→ **Supplied text**
· · · ·
If you read Yves blog post about waffle yesterday we are seeing some weird gremlins in the system and could use some scoobey doo detective work if you have some ideas. The strange thing is it only exhibits under high load. So it really seems like we may have missed some background cleanup process that accesses or removes pages from disk or the buffer pool without going through the functions we call waffle in (buf_LRU_search_and_free_block & buf_read_page_low ).
One of the idea’s I had was trying to narrow the scope of what’s being pushed and read form Memcached. Even though I am using file per table, system tablespace pages are still making it in and out of memcached. I thought if we missed something maybe it was here ( even though I could not find it in the code ). I mean cleaning up undo or internal data would seem like a logical place to miss something. So I hacked Waffle to only send blocks from space id’s > 1. This effectively means only actual table data should be going to and from Memcached.
· · · ·
→ **Data excerpt**

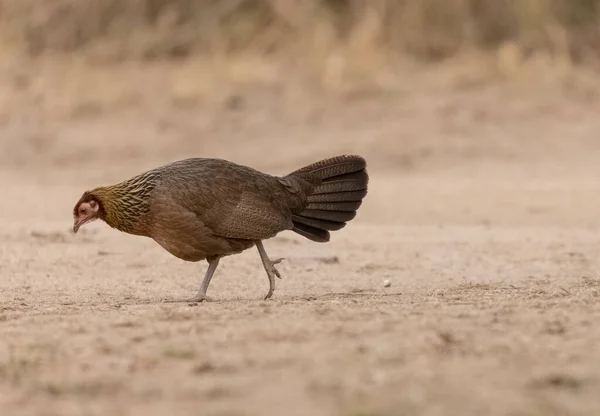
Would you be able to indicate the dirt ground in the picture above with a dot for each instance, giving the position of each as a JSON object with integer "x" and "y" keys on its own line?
· · · ·
→ **Tasks to complete**
• a. Answer these questions about the post about Waffle and Memcached, one answer per line, marked like the questions:
(i) Under what condition does the strange behavior show up?
(ii) Which two functions is Waffle called in?
(iii) Which blocks does the hacked version of Waffle send?
• b. Write the next part of the post about Waffle and Memcached, picking up after its final sentence.

→ **Expected outputs**
• a.
(i) Only under high load.
(ii) buf_LRU_search_and_free_block and buf_read_page_low.
(iii) Only blocks from space ids greater than 1.

• b.
To my utter amazement performance dropped by over 50% when I eliminated the reads/writes from memcached for space ID 1… that is just massively huge! In fact I counted nearly 2x more sets/gets on space 1 then I did on any other space. Maybe I am just tired right now, but this seems wrong. I mean sure space 1 pages may get LRU’d … but at that frequency it’s a bit crazy. I need to dig deeper into this.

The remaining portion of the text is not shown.